— PROVIDED ENTRIES —

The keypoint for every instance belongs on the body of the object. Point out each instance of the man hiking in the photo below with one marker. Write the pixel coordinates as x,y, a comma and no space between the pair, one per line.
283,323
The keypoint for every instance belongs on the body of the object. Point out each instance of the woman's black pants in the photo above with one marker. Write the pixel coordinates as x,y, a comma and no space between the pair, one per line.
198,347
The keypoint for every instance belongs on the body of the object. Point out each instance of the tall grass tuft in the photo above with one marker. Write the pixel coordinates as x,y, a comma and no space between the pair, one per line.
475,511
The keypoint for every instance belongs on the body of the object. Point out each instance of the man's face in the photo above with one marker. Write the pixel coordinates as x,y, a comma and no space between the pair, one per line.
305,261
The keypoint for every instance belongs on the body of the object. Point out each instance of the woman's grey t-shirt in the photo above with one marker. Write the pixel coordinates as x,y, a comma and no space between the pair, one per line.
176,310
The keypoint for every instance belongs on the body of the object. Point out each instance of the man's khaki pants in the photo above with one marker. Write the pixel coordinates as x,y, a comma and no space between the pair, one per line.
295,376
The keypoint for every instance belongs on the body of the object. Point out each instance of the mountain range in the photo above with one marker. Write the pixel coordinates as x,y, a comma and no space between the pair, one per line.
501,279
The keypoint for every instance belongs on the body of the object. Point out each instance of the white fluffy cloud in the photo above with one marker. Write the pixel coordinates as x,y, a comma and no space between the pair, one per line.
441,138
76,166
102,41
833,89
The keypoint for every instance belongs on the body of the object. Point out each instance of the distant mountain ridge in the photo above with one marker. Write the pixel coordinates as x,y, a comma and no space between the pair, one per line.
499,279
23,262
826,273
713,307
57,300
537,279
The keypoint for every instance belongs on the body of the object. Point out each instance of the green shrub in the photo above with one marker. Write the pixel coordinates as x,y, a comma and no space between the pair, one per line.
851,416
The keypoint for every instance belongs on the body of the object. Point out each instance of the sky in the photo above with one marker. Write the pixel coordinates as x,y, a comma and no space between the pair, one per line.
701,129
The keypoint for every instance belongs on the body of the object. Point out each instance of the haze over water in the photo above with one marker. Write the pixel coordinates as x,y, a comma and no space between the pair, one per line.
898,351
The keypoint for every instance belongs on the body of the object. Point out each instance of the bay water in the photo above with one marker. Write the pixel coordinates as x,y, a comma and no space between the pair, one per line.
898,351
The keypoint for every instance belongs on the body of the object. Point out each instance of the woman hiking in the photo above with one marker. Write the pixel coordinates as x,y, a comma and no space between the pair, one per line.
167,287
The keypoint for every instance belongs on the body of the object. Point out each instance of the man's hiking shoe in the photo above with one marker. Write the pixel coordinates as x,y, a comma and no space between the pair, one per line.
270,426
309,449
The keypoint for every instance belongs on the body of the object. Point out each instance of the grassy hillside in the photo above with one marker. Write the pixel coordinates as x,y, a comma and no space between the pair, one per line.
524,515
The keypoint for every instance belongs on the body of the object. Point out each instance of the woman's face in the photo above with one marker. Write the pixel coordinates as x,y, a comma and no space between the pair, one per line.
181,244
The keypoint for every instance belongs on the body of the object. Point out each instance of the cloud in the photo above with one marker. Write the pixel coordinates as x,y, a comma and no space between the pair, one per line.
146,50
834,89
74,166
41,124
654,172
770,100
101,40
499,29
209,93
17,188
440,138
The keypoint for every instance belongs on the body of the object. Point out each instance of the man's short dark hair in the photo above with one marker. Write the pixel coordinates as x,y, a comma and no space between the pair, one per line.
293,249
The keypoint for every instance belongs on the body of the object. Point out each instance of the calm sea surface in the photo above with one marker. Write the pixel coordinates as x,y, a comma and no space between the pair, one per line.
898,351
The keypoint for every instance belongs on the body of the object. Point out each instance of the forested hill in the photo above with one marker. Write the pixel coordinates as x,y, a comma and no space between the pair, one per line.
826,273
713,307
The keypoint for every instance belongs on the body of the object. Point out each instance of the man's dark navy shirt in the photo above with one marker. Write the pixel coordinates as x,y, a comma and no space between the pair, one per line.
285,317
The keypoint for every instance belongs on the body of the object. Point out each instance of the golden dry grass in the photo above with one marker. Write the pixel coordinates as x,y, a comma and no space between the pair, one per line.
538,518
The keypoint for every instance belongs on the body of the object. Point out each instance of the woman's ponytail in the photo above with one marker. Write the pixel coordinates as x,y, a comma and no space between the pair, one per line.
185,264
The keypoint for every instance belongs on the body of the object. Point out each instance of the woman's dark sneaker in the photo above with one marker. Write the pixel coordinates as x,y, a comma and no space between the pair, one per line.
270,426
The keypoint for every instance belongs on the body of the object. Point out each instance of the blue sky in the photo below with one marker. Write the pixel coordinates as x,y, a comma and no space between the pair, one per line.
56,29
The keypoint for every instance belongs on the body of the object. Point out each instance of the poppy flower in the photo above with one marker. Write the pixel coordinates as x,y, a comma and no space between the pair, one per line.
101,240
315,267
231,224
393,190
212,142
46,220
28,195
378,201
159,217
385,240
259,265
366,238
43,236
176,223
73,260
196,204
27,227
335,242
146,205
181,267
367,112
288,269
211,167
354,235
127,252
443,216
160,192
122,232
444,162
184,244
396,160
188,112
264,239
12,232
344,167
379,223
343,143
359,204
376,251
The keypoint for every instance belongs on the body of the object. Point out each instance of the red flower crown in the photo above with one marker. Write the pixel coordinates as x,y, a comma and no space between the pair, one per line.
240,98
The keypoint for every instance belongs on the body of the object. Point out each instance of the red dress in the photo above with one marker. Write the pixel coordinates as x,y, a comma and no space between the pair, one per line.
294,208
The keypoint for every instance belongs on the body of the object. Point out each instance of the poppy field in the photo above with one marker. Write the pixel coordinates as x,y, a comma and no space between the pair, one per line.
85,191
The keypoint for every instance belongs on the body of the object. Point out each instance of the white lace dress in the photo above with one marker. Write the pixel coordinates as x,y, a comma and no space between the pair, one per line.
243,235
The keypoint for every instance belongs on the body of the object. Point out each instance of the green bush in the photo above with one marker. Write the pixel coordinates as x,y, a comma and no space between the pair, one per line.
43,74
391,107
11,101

— GIVEN INSTRUCTION —
Rewrite the rows from the one containing "the green bush" through the last row, replacing "marker" with "dot" and leaving everything else unchanged.

— COMPLETE OUTPUT —
The keypoint for every instance belongs on the body of the object. Point out each instance of the green bush in the photo above with one dot. Write the pixel coordinates as x,y, a comma and no space between the pair, one per line.
43,74
391,107
11,101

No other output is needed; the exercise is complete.